[Passage provided]
------------

Looking at my hand I'm seeing the slow scab healing of from the fresh chunks taken out from my efforts to fix a malfunctioning pool pump for a friend. Got the "bark knocked off my knuckles", as my Grandfather used to say. He was a genius mechanic, could fix anything, and always had the bark knocked off of some part of his hands from digging around the inside of an engine, or off the top of his head from whacking it on the open hood of a car.
My efforts failed as I realized the problem was way above my pay grade. It's tough for a guy to admit failure, especially in the attempts at a "gallant" act of chivalry, coming to rescue the damsel in distress, so to speak. I humbled myself and called in an expert, and, well, he (not me) got problem resolved. I went home that night with sliced up knuckles and a failure-broken spirit.
When I got home, my twelve-year-old son was watching Cars 2, and so I plopped down on the couch with him to watch it. In my mood of self-funk, there was one line in the movie that suddenly brought my spirits back to life. The dent-ridden, derelict rusted-heap Mater was about to get restored to a shiny new tow truck--his rust-ridden body Bondo-ed and painted, and his dents buffed smooth. As they reached to buff away his dents, Mater pulled away.

------------

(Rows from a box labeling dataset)
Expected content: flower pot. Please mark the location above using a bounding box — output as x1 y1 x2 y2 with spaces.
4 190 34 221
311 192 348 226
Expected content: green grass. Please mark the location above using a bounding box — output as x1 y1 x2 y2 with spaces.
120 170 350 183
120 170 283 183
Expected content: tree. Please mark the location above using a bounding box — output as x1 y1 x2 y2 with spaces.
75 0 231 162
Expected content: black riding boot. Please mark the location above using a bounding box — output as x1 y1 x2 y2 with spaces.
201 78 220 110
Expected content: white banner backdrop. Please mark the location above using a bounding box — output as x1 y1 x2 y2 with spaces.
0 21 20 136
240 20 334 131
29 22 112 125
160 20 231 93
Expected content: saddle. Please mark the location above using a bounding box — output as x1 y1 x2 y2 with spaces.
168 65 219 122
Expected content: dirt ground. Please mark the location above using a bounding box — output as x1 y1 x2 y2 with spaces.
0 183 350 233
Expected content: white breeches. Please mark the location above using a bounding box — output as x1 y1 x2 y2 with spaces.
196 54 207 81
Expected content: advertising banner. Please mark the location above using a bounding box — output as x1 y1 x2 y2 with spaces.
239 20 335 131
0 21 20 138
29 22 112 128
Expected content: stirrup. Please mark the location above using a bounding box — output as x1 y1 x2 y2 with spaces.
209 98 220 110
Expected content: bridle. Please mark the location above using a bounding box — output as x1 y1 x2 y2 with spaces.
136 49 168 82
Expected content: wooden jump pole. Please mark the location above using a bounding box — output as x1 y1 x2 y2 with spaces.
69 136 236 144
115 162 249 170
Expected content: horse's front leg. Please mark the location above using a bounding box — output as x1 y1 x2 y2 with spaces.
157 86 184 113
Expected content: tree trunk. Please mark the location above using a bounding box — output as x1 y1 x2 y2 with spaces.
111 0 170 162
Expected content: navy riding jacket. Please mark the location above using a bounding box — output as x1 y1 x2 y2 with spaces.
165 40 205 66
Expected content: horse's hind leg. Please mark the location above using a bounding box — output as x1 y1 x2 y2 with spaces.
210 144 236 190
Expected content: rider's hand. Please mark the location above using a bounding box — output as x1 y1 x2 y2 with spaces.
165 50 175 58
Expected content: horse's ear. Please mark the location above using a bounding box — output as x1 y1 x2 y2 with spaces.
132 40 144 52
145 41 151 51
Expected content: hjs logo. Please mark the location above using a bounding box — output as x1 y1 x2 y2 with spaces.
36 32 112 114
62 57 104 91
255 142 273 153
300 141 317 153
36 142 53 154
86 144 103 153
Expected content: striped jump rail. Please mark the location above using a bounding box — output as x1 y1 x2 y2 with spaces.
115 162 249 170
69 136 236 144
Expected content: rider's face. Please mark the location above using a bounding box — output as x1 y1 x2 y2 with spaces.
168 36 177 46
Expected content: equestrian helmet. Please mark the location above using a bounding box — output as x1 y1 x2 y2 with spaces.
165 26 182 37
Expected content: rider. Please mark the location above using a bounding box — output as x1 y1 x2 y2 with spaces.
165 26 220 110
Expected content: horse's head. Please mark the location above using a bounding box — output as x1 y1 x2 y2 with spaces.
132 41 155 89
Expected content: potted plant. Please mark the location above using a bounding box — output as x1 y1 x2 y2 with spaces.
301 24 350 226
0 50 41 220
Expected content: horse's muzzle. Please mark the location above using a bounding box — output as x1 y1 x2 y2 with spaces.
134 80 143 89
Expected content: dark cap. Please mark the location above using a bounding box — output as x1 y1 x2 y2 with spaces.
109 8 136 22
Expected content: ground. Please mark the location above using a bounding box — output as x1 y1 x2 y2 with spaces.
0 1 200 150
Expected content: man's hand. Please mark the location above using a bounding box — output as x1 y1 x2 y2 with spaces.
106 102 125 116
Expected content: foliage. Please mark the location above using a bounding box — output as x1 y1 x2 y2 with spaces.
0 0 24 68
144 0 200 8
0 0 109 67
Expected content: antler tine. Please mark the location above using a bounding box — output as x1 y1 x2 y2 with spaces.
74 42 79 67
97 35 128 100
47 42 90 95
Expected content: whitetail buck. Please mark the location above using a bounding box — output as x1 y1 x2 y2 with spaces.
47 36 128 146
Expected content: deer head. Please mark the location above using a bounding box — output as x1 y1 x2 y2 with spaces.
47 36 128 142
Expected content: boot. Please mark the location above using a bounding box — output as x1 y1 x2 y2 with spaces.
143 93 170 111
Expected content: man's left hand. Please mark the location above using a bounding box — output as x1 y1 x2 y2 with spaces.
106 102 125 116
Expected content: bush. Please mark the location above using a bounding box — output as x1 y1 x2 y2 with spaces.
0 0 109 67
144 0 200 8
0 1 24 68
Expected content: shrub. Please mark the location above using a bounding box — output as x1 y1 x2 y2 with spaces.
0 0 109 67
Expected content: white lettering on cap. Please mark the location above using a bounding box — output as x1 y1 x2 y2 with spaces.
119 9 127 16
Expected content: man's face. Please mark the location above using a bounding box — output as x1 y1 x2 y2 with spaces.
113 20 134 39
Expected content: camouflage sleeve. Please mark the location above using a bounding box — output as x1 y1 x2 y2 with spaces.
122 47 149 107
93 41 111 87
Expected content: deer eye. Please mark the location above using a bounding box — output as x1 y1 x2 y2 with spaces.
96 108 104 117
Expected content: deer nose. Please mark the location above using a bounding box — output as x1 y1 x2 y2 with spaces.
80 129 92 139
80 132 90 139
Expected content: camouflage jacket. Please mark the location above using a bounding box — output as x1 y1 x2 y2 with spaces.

------------

[Set tasks]
[a] Please list every real person the narrator mentions in the pool pump passage, leaving out characters from the movie.
[b] Answer these questions from the pool pump passage:
(i) What was the narrator trying to fix for a friend?
(ii) Which movie was the son watching when the narrator got home?
(iii) What did Mater do as they reached to buff away his dents?

[Task-by-task answers]
[a]
- A friend
- The narrator's Grandfather
- An expert
- The narrator's twelve-year-old son

[b]
(i) A malfunctioning pool pump.
(ii) Cars 2.
(iii) He pulled away.